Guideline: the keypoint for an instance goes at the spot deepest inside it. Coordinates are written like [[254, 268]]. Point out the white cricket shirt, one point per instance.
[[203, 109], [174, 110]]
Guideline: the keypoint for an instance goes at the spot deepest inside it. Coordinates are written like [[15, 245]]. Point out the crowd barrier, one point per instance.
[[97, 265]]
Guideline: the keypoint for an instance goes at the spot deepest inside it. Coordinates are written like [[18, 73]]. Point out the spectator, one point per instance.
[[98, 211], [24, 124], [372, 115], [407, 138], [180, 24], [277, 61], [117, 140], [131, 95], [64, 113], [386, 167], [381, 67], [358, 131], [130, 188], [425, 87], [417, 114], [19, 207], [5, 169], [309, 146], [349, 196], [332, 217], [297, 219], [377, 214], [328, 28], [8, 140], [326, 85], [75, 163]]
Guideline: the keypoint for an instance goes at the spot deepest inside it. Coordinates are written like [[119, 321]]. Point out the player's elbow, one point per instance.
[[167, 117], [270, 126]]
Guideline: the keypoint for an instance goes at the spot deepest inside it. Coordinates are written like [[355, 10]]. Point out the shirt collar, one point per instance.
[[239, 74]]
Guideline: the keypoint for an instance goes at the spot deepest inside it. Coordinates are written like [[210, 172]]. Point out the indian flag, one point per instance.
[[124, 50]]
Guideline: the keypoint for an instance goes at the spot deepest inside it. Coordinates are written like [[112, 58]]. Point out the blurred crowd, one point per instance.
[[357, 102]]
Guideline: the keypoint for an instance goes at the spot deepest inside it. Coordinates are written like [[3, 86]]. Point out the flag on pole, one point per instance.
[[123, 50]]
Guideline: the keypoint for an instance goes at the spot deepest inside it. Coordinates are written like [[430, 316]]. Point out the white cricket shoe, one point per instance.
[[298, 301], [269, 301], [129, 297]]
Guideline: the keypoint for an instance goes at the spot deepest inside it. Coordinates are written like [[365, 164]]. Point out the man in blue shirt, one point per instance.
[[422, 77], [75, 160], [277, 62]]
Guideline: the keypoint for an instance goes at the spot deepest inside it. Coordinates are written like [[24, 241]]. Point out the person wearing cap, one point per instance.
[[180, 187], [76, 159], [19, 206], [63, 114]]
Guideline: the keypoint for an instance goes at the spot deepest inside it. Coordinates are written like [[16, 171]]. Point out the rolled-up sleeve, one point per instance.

## Work to complete
Rewrite the data from the line with "blue shirt, one point per instance." through the end of the data, keeping the requests. Scale every coordinate in the answers by 1.1, rounding to whole numbers with halves going up, and leave the requests and their sample coordinates unchanged.

## Response to this exercise
Guideline: the keypoint for an instance goes at the spot deepest inside it. Coordinates are written like [[365, 164]]. Point out the man in blue shirt, one point per instance.
[[464, 85], [83, 176], [305, 68]]
Guideline: the keypoint for an instance goes at the spot deepest inside it. Coordinates are written like [[24, 241]]. Point out the person wearing cap, one point per instance.
[[198, 206], [84, 175], [21, 227], [69, 125]]
Guideline: the keypoint for an instance goes at the spot deepest inside it. Coordinates are written like [[16, 171]]. Point out the rolled-up sleeve, one point per instance.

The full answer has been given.